**Exercice 1**
Relevez toutes les années, écrites en chiffres, que contient le texte sur les manifestations en Iran, en ne citant chacune qu'une fois.
**Exercice 2**
Transcrivez sans rien modifier tout le passage du texte sur les manifestations en Iran, depuis « Mais les manifestations » jusqu'à « les sanctions américaines. ».

Les manifestations font rage en Iran depuis la mi-septembre en réaction à la mort de Mahsa Amini, une Iranienne d’origine kurde de 22 ans, décédée dans un hôpital de Téhéran après avoir été arrêtée quelques jours plus tôt par la police des mœurs iranienne pour avoir soi-disant enfreint le code vestimentaire des femmes fixé par le régime théocratique islamique. Les manifestants qualifient largement sa mort de meurtre perpétré par la police (on soupçonne qu’elle a succombé aux coups qui lui ont été portés), mais l’Organisation médico-légale iranienne a démenti cette version dans un rapport médical officiel.

Source : Truthout, C.J. Polychroniou, Noam Chomsky
Traduit par les lecteurs du site Les-Crises

Des supporters iraniens brandissent une banderole sur laquelle est inscrit « Femme Vie Liberté » pendant le match du groupe B de la Coupe du Monde de la FIFA, Qatar 2022 entre l’Angleterre et l’Iran au Khalifa International Stadium, le 21 novembre 2022, à Doha, au Qatar. JUAN LUIS DIAZ / QUALITY SPORT IMAGES / GETTY IMAGES

Depuis septembre, les manifestations – menées par des femmes de tous âges qui défient non seulement les codes vestimentaires obligatoires mais aussi la violence sexiste et la violence d’État sous toutes ses formes – se sont répandues à pas moins de 50 villes et villages. Cette semaine encore, des acteurs et des équipes sportives de premier plan ont rejoint le mouvement de protestation qui prend de l’ampleur et qui touche tous les secteurs de la société iranienne.

En Iran, la lutte pour les droits des femmes ne date pas d’hier. Elles ont été à l’avant-garde de la révolution de 1979 qui a conduit à la chute du régime Pahlavi, bien qu’elles aient bénéficié de bien plus de libertés sous le Shah qu’après l’arrivée au pouvoir de l’ayatollah Khomeini. Dans le cadre de la volonté de celui-ci de fonder une théocratie islamique, un décret a été pris, immédiatement après la mise en place du nouveau régime, il stipulait que les femmes devaient désormais porter un voile dans les bureaux administratifs. Les Iraniennes ont organisé des manifestations massives lorsqu’elles ont appris que le nouveau gouvernement allait imposer le port du voile. Mais le régime théocratique qui a remplacé le Shah était bien déterminé à écraser toute autonomie des femmes. « En 1983, le Parlement a décidé que les femmes qui ne couvrent pas leurs cheveux en public seront punies de 74 coups de fouet », rapporte le média Deutsche Welle. « Depuis 1995, les femmes non voilées peuvent également être condamnées à des peines de prison allant jusqu’à 60 jours. »

Mais les manifestations d’aujourd’hui expriment une opposition non seulement à certaines lois, mais à l’ensemble du système théocratique iranien : Comme Frieda Afary l’a rapporté pour Truthout, les manifestants ont scandé qu’ils ne voulaient « ni monarchie, ni clergé ». Et comme l’écrit Sima Shakhsari, les manifestations portent également sur les politiques économiques nationales dont les conséquences ont été aggravées par les sanctions américaines.

**Données fournies**
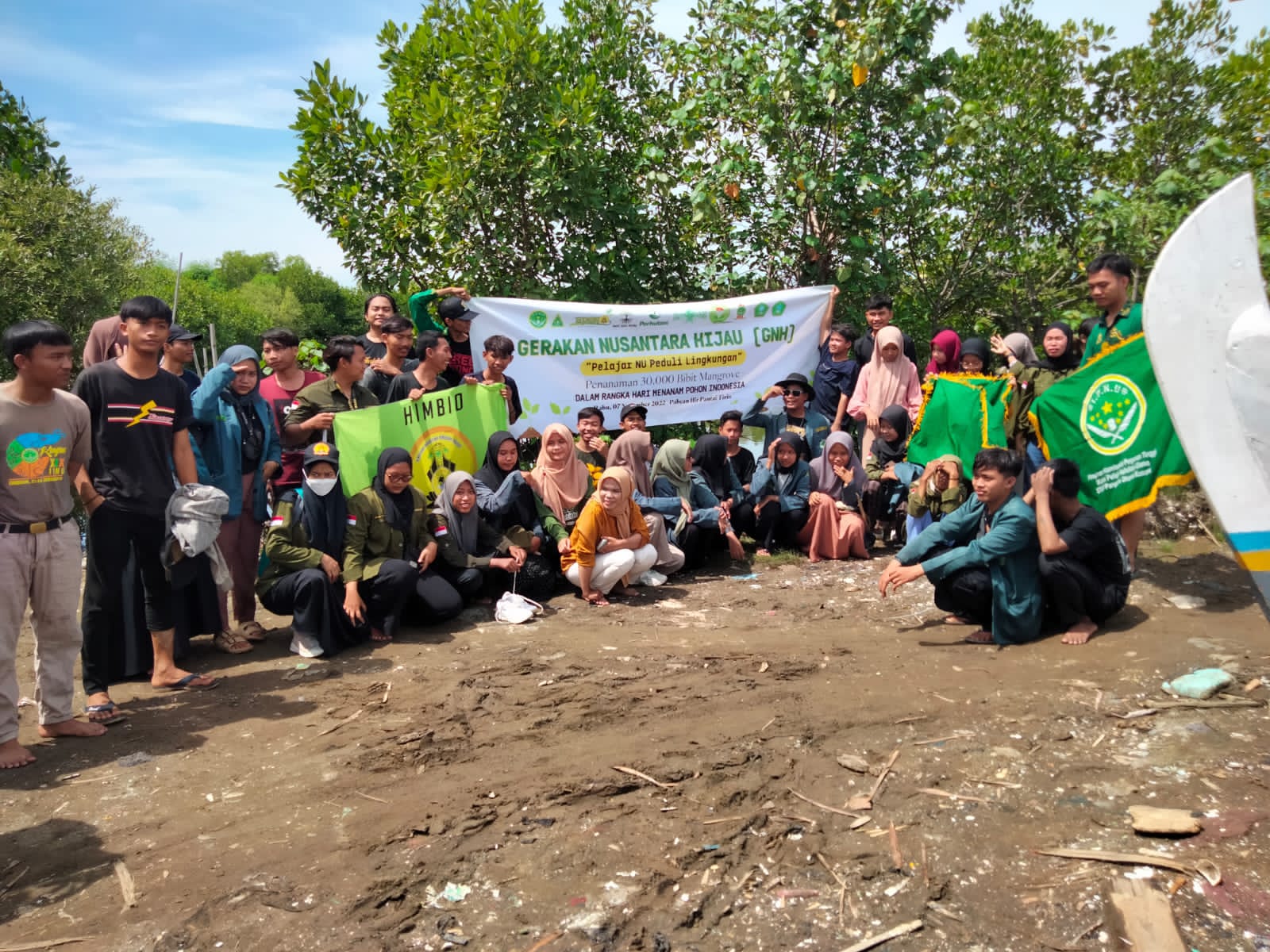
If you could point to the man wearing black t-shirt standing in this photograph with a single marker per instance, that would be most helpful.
(1083, 562)
(140, 419)
(457, 319)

**Votre réponse 1**
1979, 1983, 1995, 2022

**Votre réponse 2**
Mais les manifestations d’aujourd’hui expriment une opposition non seulement à certaines lois, mais à l’ensemble du système théocratique iranien : Comme Frieda Afary l’a rapporté pour Truthout, les manifestants ont scandé qu’ils ne voulaient « ni monarchie, ni clergé ». Et comme l’écrit Sima Shakhsari, les manifestations portent également sur les politiques économiques nationales dont les conséquences ont été aggravées par les sanctions américaines.